Stated exercise:
Display every line of the listing below that contains the string "race". Matching is case-sensitive.

Provided material:
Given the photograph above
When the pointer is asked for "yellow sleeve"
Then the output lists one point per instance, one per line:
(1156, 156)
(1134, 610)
--
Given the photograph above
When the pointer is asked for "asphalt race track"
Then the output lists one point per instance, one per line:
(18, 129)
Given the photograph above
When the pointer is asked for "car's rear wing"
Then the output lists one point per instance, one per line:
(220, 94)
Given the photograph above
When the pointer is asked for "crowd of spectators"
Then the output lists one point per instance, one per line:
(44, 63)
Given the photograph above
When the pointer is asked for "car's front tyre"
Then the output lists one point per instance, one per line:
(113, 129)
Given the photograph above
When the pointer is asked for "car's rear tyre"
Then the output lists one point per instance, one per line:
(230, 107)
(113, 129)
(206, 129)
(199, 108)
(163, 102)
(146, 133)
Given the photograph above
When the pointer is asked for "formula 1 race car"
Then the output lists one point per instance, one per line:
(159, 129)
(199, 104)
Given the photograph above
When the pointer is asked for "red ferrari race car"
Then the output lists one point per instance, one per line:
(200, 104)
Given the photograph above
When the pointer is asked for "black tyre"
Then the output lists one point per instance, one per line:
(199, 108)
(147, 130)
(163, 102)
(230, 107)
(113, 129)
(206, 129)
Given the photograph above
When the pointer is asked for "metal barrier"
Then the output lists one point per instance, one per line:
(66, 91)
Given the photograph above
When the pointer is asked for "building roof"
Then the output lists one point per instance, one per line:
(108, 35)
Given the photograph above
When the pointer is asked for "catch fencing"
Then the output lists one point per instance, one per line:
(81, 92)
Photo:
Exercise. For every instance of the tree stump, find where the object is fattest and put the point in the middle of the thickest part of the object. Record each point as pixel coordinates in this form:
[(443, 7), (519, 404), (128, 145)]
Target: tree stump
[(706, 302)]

Task response:
When the pointer is asked for "asphalt race track"
When the pointer is asked for "formula 1 race car"
When the pointer is asked for "red ferrari race car"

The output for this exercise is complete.